■ **What this exercise asks**
a) Answer these questions about the ramification proof:
(i) In the proof plan, how many properties of the map φ are to be verified?
(ii) In the step showing σ(π_L)/π_L ∈ U_L^(s), which element is substituted for x?
(iii) What value of v_L(π_L) is cited when σ(π_L) is written as π_L + π_L^(s+1) c?
b) Please pick up the ramification proof after its last sentence and continue it.

■ **Document segment**
--- Begin ---
[proofplan]
We define $\phi: G_s(L/K) \to U_L^{(s)}/U_L^{(s+1)}$ by $\sigma \mapsto \sigma(\pi_L)/\pi_L \bmod U_L^{(s+1)}$ and verify four properties: (1) the image lies in $U_L^{(s)}$, so $\phi$ is well-defined; (2) the map is independent of the choice of uniformizer $\pi_L$; (3) $\phi$ is a group homomorphism; (4) $\ker \phi = G_{s+1}(L/K)$, which simultaneously shows injectivity on the quotient and normality of $G_{s+1}$ in $G_s$.
[/proofplan]
[step:Show $\sigma(\pi_L)/\pi_L \in U_L^{(s)}$ for $\sigma \in G_s(L/K)$]
Let $\sigma \in G_s(L/K)$, so $v_L(\sigma(x) - x) \geq s + 1$ for all $x \in \mathcal{O}_L$. Applying this with $x = \pi_L$:
\begin{align*}
v_L(\sigma(\pi_L) - \pi_L) \geq s + 1.
\end{align*}
Write $\sigma(\pi_L) = \pi_L + \pi_L^{s+1} c$ for some $c \in \mathcal{O}_L$ (using $v_L(\sigma(\pi_L) - \pi_L) \geq s + 1$ and $v_L(\pi_L) = 1$). Then
\begin{align*}
\frac{\sigma(\pi_L)}{\pi_L} = 1 + \pi_L^s c \in U_L^{(s)}.
\end{align*}
Since $v_L(1 + \pi_L^s c - 1) = v_L(\pi_L^s c) \geq s$, the quotient lies in $U_L^{(s)}$.
[guided]
An element $\sigma$ of the $s$-th ramification group $G_s(L/K)$ satisfies $i_{L/K}(\sigma) \geq s + 1$, meaning $v_L(\sigma(x) - x) \geq s + 1$ for every $x \in \mathcal{O}_L$. In particular, for $x = \pi_L$, we get $v_L(\sigma(\pi_L) - \pi_L) \geq s + 1$.
--- End ---
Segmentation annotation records
--- Begin ---
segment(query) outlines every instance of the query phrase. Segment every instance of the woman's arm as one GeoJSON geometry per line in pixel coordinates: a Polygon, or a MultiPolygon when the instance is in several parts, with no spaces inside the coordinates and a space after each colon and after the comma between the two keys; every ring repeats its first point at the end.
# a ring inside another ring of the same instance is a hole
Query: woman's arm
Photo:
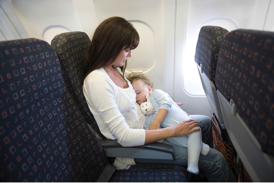
{"type": "Polygon", "coordinates": [[[146,130],[145,144],[149,144],[172,137],[181,137],[200,130],[200,124],[196,121],[189,119],[176,124],[173,126],[158,129],[146,130]]]}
--- End ---
■ **Answers to the exercise**
a)
(i) Four
(ii) π_L
(iii) 1

b)
Since $\sigma$ is a $K$-automorphism preserving $v_L$, and $v_L(\pi_L) = 1$, we have $v_L(\sigma(\pi_L)) = 1$. So $\sigma(\pi_L)$ is also a uniformizer. We can write $\sigma(\pi_L) - \pi_L = \pi_L^{s+1} c$ for some $c \in \mathcal{O}_L$ (since the difference has $v_L$-value $\geq s + 1$, while $v_L(\pi_L^{s+1}) = s + 1$). Therefore
\begin{align*}
\frac{\sigma(\pi_L)}{\pi_L} = 1 + \pi_L^s c,
\end{align*}
and $v_L(\pi_L^s c) = s + v_L(c) \geq s$, confirming $\sigma(\pi_L)/\pi_L \in U_L^{(s)}$.
[/guided]
[/step]
[step:Verify independence of the choice of uniformizer modulo $U_L^{(s+1)}$]
Let $\pi_L' = \pi_L u$ for some unit $u \in \mathcal{O}_L^\times$ be another uniformizer. Since $\sigma \in G_s(L/K) \subseteq G_0(L/K) = I(L/K)$ (the inertia group), we have $v_L(\sigma(u) - u) \geq s + 1$. Write $\sigma(u) = u + \pi_L^{s+1} d$ for some $d \in \mathcal{O}_L$. Then
\begin{align*}
\frac{\sigma(\pi_L')}{\pi_L'} = \frac{\sigma(\pi_L)\sigma(u)}{\pi_L u} = \frac{\sigma(\pi_L)}{\pi_L} \cdot \frac{\sigma(u)}{u} = (1 + \pi_L^s c)\left(1 + \pi_L^{s+1} \frac{d}{u}\right).
\end{align*}
The second factor satisfies $v_L(1 + \pi_L^{s+1}d/u - 1) = v_L(\pi_L^{s+1}d/u) \geq s + 1$, so $\sigma(u)/u \in U_L^{(s+1)}$. Therefore
\begin{align*}
\frac{\sigma(\pi_L')}{\pi_L'} \equiv \frac{\sigma(\pi_L)}{\pi_L} \pmod{U_L^{(s+1)}},
\end{align*}
and the map $\phi$ is independent of the choice of uniformizer.
[guided]
Why should the quotient $\sigma(\pi_L)/\pi_L$ modulo $U_L^{(s+1)}$ be independent of which uniformizer we pick? Any other uniformizer has the form $\pi_L' = \pi_L u$ for a unit $u \in \mathcal{O}_L^\times$.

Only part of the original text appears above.